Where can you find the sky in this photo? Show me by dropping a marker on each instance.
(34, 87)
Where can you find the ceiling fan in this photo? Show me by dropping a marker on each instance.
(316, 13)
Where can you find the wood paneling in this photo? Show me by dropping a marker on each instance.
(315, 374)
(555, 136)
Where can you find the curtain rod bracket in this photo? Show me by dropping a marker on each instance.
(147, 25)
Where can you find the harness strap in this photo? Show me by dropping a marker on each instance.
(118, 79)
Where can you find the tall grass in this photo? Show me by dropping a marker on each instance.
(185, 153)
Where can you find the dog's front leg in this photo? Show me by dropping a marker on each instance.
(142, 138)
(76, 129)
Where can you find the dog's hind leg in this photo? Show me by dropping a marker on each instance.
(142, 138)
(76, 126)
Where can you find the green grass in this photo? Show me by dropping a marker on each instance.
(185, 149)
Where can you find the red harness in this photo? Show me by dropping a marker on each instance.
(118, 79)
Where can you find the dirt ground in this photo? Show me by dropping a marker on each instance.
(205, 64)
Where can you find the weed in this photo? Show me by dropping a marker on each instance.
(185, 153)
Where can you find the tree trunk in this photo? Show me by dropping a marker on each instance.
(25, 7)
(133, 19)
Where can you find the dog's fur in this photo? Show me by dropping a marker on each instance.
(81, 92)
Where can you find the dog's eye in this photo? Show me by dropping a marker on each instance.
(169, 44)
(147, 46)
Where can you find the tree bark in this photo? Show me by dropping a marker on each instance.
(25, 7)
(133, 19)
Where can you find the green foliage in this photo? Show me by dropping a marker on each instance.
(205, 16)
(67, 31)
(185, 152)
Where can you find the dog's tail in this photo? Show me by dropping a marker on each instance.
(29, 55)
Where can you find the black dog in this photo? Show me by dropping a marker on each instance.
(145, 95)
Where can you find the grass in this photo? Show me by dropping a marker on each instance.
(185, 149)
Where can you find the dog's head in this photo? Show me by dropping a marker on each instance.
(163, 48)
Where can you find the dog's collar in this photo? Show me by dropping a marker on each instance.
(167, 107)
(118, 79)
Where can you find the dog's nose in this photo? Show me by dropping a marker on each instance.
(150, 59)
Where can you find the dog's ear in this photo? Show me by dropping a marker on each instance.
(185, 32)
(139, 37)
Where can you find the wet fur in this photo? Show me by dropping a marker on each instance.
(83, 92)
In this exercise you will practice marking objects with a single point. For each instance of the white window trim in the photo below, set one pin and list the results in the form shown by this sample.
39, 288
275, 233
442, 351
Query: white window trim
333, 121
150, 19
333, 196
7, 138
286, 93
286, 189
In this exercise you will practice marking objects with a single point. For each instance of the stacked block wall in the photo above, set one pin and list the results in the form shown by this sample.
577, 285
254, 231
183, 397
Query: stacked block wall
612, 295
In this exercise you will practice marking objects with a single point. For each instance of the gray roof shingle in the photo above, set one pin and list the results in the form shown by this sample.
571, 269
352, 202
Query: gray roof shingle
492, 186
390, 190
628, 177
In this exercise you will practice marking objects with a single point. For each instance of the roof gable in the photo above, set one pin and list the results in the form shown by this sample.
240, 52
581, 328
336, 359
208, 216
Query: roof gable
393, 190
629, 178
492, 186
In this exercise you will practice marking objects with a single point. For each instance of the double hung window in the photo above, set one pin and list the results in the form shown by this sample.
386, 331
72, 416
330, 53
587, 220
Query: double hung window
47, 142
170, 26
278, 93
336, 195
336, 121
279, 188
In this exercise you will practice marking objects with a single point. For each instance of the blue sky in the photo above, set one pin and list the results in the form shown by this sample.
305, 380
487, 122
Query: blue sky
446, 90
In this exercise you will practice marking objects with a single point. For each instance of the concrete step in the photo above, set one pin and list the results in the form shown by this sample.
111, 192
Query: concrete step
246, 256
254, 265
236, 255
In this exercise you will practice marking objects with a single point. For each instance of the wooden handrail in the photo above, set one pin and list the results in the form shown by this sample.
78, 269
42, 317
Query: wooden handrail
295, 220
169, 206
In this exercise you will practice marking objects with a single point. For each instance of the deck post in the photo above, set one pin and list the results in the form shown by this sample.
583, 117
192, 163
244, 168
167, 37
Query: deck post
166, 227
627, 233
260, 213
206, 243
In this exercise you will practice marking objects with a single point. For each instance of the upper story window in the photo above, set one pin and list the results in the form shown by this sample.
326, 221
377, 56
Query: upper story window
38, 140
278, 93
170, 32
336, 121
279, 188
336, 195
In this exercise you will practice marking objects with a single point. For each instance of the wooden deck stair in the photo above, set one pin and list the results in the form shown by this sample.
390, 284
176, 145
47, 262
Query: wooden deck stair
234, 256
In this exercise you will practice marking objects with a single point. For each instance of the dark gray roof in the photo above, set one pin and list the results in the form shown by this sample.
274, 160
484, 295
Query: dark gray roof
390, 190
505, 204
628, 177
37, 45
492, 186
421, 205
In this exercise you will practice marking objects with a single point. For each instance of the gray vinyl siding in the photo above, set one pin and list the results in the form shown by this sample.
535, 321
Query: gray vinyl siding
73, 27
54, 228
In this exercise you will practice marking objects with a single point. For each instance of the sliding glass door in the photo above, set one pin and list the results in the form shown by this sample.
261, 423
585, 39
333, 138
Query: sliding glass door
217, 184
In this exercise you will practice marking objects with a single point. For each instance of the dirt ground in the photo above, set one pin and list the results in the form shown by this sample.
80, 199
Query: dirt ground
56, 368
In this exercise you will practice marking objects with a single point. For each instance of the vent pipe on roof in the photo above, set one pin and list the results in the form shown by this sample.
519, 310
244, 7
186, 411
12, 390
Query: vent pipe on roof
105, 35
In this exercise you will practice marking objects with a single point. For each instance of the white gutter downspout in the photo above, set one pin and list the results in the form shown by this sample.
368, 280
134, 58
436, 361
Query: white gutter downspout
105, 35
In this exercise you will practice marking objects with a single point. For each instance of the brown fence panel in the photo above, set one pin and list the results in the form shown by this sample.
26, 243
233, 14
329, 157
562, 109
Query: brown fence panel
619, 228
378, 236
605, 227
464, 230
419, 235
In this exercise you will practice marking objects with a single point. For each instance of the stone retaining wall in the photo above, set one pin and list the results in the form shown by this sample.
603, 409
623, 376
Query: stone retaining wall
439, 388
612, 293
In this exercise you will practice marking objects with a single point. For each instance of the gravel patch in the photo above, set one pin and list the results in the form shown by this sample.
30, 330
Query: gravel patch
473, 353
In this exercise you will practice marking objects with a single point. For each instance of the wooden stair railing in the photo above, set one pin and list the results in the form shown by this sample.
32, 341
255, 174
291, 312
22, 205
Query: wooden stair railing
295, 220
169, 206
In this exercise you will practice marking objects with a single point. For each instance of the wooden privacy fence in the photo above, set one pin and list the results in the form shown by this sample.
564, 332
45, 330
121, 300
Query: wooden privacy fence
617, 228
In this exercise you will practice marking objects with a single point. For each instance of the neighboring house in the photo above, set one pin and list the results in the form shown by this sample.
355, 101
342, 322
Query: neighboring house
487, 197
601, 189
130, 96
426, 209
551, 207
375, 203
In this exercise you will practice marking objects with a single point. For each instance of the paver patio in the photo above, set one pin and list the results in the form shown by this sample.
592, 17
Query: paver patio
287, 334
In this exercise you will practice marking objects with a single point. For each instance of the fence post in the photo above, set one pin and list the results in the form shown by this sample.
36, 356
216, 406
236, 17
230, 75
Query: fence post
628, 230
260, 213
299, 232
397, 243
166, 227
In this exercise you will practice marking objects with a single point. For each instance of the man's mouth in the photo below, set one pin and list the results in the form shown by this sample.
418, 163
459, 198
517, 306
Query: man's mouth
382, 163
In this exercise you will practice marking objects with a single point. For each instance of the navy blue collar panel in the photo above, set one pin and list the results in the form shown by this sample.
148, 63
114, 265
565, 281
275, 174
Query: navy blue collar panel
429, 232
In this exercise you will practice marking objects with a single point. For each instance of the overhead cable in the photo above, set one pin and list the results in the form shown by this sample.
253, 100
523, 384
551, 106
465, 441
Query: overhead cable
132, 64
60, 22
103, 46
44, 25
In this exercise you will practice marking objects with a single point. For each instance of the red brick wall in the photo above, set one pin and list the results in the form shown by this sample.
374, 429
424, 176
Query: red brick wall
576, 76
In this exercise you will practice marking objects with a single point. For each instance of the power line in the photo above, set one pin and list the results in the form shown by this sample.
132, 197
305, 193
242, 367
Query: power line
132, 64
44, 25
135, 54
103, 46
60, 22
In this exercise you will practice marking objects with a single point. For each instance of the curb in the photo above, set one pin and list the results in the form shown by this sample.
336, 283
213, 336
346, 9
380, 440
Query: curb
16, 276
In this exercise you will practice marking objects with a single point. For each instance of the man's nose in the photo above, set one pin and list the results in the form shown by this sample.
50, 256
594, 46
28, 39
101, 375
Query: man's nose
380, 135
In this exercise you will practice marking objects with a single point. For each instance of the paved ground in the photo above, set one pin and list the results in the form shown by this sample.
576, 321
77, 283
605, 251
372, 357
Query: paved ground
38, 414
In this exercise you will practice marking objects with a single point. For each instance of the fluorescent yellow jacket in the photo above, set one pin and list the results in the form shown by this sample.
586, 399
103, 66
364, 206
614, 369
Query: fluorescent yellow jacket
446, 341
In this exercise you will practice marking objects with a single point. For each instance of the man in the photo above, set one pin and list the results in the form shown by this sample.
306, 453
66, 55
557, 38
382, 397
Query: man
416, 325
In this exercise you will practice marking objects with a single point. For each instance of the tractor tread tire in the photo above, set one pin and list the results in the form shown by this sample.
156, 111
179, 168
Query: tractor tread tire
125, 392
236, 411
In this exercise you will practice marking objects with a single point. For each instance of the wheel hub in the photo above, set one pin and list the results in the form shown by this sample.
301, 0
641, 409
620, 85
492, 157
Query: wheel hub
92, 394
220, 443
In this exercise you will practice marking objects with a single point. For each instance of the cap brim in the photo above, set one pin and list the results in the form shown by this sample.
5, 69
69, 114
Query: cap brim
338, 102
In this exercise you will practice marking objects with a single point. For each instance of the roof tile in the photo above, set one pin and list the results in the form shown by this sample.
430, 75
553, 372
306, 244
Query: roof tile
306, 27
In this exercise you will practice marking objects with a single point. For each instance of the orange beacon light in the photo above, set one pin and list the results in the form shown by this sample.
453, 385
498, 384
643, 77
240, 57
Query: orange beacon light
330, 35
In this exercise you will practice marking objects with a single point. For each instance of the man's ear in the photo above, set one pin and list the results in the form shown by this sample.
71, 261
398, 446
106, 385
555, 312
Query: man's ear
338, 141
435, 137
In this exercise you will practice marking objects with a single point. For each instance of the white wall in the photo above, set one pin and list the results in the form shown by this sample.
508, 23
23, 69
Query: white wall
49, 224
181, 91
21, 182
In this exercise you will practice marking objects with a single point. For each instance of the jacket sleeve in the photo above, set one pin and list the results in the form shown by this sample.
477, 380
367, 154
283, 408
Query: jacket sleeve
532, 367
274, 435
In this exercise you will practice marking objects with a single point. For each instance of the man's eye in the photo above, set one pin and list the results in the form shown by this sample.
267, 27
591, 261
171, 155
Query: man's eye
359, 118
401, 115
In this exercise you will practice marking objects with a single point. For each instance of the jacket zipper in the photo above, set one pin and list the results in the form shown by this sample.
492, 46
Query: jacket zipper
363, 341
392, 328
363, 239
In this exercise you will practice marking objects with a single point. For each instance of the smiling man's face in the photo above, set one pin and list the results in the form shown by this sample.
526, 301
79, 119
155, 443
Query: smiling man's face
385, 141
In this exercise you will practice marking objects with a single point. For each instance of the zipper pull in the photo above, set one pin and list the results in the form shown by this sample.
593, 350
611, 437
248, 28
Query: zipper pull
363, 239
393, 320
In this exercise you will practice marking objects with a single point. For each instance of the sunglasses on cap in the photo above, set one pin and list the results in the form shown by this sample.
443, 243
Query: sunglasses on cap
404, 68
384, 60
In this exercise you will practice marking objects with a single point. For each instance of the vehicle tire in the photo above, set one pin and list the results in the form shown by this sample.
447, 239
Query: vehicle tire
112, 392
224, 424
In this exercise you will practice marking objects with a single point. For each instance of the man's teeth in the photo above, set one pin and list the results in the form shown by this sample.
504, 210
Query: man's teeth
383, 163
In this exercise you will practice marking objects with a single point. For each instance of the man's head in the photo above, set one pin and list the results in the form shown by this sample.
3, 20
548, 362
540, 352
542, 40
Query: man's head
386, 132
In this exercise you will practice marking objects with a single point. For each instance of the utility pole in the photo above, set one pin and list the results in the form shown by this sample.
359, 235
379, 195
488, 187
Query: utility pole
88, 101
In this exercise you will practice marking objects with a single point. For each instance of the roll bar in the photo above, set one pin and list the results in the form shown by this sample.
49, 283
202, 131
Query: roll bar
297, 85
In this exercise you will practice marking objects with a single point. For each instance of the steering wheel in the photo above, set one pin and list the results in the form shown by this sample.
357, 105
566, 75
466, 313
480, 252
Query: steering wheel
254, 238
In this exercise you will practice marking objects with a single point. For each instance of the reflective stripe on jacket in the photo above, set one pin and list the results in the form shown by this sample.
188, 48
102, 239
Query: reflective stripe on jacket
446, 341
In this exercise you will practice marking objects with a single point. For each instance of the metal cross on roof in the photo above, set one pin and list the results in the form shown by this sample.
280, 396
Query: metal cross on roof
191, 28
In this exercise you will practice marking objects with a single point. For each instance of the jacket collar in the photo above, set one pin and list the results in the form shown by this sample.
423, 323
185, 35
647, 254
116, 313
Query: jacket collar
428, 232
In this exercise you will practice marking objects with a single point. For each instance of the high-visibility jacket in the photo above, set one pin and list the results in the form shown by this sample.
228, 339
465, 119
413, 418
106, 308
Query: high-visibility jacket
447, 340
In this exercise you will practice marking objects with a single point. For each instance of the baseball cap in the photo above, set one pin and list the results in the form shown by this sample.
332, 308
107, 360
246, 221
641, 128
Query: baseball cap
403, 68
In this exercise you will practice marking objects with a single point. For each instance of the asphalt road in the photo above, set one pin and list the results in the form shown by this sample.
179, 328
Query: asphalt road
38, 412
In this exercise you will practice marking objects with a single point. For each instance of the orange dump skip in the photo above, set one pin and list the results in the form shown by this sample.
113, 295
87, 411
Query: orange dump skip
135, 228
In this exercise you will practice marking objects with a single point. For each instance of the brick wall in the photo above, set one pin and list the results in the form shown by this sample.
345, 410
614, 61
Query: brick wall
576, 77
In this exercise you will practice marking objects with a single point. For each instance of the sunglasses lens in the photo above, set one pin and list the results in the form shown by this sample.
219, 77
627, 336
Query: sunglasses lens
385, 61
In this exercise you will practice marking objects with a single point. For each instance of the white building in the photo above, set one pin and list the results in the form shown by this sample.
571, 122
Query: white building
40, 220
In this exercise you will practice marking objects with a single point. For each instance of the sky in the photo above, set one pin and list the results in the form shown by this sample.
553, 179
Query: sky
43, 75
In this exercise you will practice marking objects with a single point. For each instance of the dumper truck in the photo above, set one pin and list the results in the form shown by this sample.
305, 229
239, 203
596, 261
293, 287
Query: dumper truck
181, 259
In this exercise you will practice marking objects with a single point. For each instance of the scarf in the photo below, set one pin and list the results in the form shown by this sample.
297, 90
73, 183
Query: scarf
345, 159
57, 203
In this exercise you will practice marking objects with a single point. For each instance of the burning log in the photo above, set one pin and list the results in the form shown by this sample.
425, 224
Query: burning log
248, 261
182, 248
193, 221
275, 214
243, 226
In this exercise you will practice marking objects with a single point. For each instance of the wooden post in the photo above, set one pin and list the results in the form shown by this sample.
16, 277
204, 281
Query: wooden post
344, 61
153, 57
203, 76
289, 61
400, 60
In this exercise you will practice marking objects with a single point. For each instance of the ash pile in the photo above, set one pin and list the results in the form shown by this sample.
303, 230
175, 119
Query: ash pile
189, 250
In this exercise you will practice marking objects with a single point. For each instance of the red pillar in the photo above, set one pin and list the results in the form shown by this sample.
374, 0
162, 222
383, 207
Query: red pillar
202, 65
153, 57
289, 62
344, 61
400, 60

■ Aim of the exercise: From the entries above, show each line that includes the string "below".

■ Exercise output:
In this exercise you will practice marking objects with a single point. For each instance of the white window trim in the photo below, set one pin and list the results in the form shown by this sample.
In this exercise you will practice marking objects with a single point. For each instance of the man's mouth in the photo below, set one pin and list the results in the form shown by this sample.
In this exercise you will practice marking objects with a single point. For each instance of the scarf in the photo below, set one pin and list the results in the form shown by this sample.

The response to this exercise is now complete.